§ DATA EXTRACT:
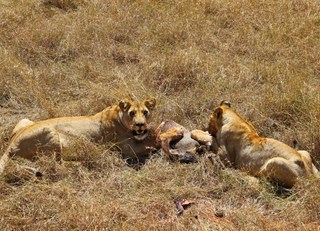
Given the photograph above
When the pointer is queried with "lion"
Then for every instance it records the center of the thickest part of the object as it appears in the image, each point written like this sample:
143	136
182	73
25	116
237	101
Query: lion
257	155
179	144
125	124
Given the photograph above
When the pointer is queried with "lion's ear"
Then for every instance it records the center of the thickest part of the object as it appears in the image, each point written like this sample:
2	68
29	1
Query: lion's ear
225	103
218	113
150	103
125	104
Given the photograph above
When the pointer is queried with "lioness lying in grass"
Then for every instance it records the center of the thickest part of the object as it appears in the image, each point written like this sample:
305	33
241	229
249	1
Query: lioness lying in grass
258	155
125	124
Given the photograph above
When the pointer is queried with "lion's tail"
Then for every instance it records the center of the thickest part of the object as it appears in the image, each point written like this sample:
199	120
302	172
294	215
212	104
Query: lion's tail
3	162
315	171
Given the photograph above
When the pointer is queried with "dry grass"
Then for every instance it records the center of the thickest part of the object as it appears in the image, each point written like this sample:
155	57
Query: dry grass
74	57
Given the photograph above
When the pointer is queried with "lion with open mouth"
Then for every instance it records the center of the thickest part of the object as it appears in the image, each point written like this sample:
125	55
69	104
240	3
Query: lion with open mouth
125	124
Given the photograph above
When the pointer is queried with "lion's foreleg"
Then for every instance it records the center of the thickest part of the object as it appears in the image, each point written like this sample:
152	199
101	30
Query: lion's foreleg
3	161
172	134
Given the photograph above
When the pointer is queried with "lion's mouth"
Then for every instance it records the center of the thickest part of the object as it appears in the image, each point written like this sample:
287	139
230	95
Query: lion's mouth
140	134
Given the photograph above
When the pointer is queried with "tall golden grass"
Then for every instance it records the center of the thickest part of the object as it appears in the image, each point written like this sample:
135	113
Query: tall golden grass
75	57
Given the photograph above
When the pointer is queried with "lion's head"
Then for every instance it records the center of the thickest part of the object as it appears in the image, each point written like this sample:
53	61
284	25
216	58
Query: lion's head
136	116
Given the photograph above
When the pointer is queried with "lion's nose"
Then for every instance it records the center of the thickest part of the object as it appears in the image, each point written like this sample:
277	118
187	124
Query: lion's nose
139	124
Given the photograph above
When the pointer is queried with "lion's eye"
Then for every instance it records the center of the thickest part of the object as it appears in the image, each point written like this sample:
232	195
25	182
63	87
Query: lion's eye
132	113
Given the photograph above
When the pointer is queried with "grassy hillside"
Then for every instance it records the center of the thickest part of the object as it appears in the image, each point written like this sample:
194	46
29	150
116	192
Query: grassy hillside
75	57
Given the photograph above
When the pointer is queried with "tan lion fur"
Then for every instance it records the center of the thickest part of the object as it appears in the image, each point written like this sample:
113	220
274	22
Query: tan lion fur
258	155
125	124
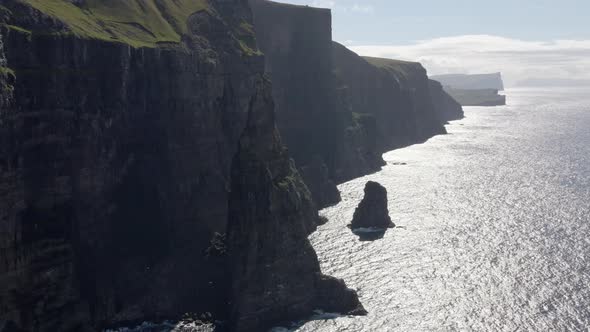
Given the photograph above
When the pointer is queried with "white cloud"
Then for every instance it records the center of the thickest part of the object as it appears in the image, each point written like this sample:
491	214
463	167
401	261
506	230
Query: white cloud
516	59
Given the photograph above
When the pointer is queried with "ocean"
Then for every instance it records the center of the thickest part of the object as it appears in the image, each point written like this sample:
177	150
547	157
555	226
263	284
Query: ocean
494	225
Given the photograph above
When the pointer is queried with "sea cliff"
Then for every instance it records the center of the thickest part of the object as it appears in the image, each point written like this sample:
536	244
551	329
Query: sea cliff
133	136
337	111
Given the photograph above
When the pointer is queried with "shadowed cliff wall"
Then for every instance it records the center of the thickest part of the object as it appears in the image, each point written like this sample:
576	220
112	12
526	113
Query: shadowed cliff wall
116	166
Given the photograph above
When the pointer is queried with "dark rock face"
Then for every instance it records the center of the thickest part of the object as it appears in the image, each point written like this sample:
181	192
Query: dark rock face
372	212
267	229
296	43
116	165
447	108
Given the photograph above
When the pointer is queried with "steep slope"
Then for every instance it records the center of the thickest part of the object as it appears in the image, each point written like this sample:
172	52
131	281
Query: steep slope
296	42
471	82
447	108
337	111
124	126
415	88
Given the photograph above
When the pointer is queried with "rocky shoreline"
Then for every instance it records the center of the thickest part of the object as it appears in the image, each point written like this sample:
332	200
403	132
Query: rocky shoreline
143	173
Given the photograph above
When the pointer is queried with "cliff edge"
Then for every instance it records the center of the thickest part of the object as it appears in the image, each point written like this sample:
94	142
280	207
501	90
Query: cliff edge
132	136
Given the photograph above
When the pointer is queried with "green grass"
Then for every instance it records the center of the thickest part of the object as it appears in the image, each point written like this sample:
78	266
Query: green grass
139	23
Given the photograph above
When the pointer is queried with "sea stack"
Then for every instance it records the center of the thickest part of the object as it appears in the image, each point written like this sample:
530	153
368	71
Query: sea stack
372	212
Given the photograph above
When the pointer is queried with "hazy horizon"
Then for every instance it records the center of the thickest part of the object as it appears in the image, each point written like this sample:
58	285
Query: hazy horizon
526	42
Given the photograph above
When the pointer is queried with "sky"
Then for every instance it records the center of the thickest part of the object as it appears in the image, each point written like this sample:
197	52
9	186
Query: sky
526	40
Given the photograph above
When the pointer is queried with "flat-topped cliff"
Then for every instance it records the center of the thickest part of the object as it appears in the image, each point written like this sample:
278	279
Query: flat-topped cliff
475	89
337	111
471	81
133	136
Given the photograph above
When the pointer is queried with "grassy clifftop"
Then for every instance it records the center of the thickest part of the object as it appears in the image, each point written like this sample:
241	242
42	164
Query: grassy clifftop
139	23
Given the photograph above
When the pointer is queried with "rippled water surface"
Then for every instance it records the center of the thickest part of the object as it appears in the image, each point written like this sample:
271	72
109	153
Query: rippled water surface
495	229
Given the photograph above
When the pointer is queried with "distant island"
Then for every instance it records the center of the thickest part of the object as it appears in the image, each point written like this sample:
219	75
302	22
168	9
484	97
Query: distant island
474	90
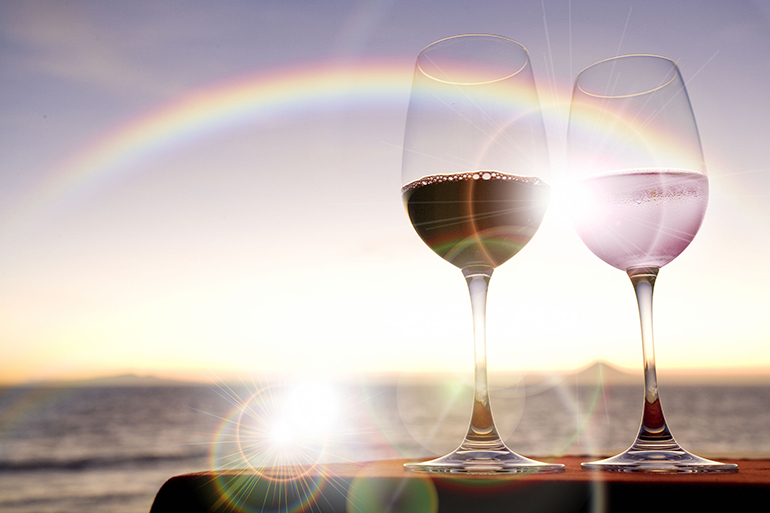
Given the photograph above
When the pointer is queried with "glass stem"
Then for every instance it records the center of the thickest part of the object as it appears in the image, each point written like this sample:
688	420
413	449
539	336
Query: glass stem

§ WORK REQUEST: With the pictures set aside, copy each line above as written.

§ YOUR SOLUTION:
Given the photograph above
When the pointer is queried with "lion"
Then for every instance it records the center of the thickest part of the object as it appears in the image, each point written like this sample:
143	136
182	73
25	116
237	101
Query: lion
257	155
179	144
125	124
Given the photograph above
When the pointer is queried with "lion's ear"
Then for every instance it records the center of the thickest part of the object as it appears in the image, each point written like this sample:
2	68
29	1
Query: lion's ear
225	103
218	113
150	103
125	104
Given the photograph above
When the pointer is queried with "lioness lying in grass"
Then for every instance it records the center of the thickest part of the object as it appears in the image, each point written like this sample:
305	33
241	229
249	1
Query: lioness lying in grass
258	155
125	124
Given the photograph above
When the pointer is queried with "lion's tail"
Then for every instance it records the center of the thickest part of the object as it appears in the image, each point written like this sample:
199	120
302	172
294	215
212	104
Query: lion's tail
3	162
315	171
Given the photograph above
When the pointer is queried with "dry grass"
Then for every instance it records the center of the thickest part of the object as it appears in the image, each point written like this sample:
155	57
Query: dry grass
74	57
Given the photograph above
When the pointer is queried with "lion with open mouth"
Then for every instance it records the center of the thickest part of the object as it appears in the image, each point written like this sample:
125	55
69	104
240	3
Query: lion with open mouth
125	124
Given the photograph above
When the pointer is queried with "lion's foreleg"
Then for every instance it records the center of the thickest part of the object as it appears in the image, each point written like this sample:
152	199
101	30
Query: lion's foreleg
3	161
172	134
Given the photograph above
When the pointer is queried with "lion's mouth"
Then for every instance it records the center of the thickest part of the object as it appears in the image, each point written like this sample:
287	139
230	95
Query: lion's mouth
140	134
Given the photograph above
When the pointer is queried with "tall golden grass"
Then for every instance it records the center of the thickest part of the object as it appears in the image, each point written like this sample:
135	113
Query: tall golden grass
75	57
Given the photograph above
When the pointer is queried with "lion's head"
Then for every instance it records the center of the thickest part of the object as it appears in the image, each point written like this sample:
53	61
284	25
216	58
Query: lion's head
136	116
Given the photograph above
When the pointer is queried with "lion's nose"
Then for every instance it records the center of the thickest part of the object as it appears in the image, each point written like this sample:
277	118
187	124
Query: lion's nose
139	124
Given the photograph above
When the pointer is queried with "lion's eye"
Then for every instance it records the center of the thickest part of the object as it appears in the image, each point written like this sample:
232	195
25	182
63	87
Query: lion's eye
132	113
Given the photograph above
When the pointer is queried with "grassy hillside"
Then for every instance it records the center of the thickest part of the object as it appears in the image, each point written like this sample:
194	46
29	150
116	192
Query: grassy hillside
75	57
Given the photograph above
When the pointer is queried with "tan lion fur"
Then for every instance it records the center of the thickest part of the object as it appears in the image, each point written like this sample:
113	220
274	22
Query: tan lion fur
258	155
125	124
Given the photograph above
When the pointer is queried with "white cloud"
Then for every instance it records the center of the thickest part of the object as it appears in the image, each point written like this sample:
491	214
463	167
401	261
506	230
Query: white cloud
516	59
Given the photograph above
When the pointer is queried with "ocean"
Then for every instance it records the center of the thickest part of the object as it appears in the image, each point written like this sample:
177	150
547	157
555	226
263	284
Query: ocean
494	225
Given the photograph above
When the pointer is queried with "sea cliff"
Then for every instance it records the center of the thickest part of the object as it appears in the image, each point written like this sample:
536	244
551	329
Query: sea cliff
133	136
337	111
Given the photograph above
When the pointer is queried with "shadowed cliff wall"
Then for every instance it records the center of the thickest part of the object as it appears in the image, each point written like this sample:
576	220
112	12
526	113
Query: shadowed cliff wall
116	166
Given the photograph above
When the pointer is queried with "dark rock face"
Then for every instance it records the center of the thickest part of the object as it appears in the image, each point written like this sample:
181	192
Query: dark rock face
372	212
267	229
296	43
116	165
447	108
Given the photograph above
When the pointer is queried with "steep slope"
Then for every instance it records the center of the thickest part of the object as it appears in the image, each point written like this sample:
172	52
131	281
Query: steep slope
296	42
471	82
447	108
337	111
124	126
415	88
Given the photograph above
When the pointer is queried with "rocky shoreline"
Then for every instance it records the center of the thickest part of the object as it appears in the image, each point written like this sample:
332	200
403	132
Query: rocky shoreline
143	173
Given the photograph above
When the pointer is queried with "cliff edge"
Then for every instance it records the center of the thickest part of the object as it appears in the image, each point written like this sample:
94	142
280	207
501	90
Query: cliff edge
132	136
Given the photograph above
When the pointer is queried with "green grass"
Then for every instance it records the center of the thickest part of the object as it appears in the image, each point written like this sample:
78	266
Query: green grass
139	23
Given the photograph above
When the pointer is queried with "sea stack"
Then for every instance it records the center of the thickest part of the object as it appears in the image, each point written like this sample:
530	153
368	71
Query: sea stack
372	212
Given the photograph above
When the pointer is queried with "hazy horizon"
Then for every instance it records the center of the thickest part of the object as it appears in the image, each point written like this sample:
58	285
Query: hazy horizon
526	42
Given the photograph above
When the pointer is queried with "sky"
Then for every instance it records the center of the thickest part of the object as it appears in the image, each point written like this sample:
197	52
9	186
Query: sky
526	40
Given the photograph above
When the pointer is queried with "flat-topped cliff"
Then for every instance it records the center of the thickest part of the object as it appears in the image, each point written like this sample:
278	279
Query: flat-topped cliff
475	89
337	111
471	81
133	136
Given the photograph above
When the pointer is queried with "grassy clifftop"
Then for every instance it records the center of the thickest part of the object as it appears in the image, each point written like this sample:
241	242
42	164
Query: grassy clifftop
139	23
Given the photograph above
When the pointer is queried with "rippled water surface"
Then for every instance it records the center of the thickest part of the object as it appears in the image, each point written like this sample:
271	72
109	153
Query: rippled water surface
495	229
Given the photograph above
When the pointer is queried with "distant island"
Then for every instance it records the center of the thickest part of the object as it appears in the image, each point written like this sample:
219	75
302	22
168	9
484	97
Query: distant island
474	90
Given the photograph above
When the pointer is queried with "glass stem"
Then for every instance it records the center of the thickest part of the object as it appears in the image, each point written like this sample:
688	420
413	449
539	336
Query: glass stem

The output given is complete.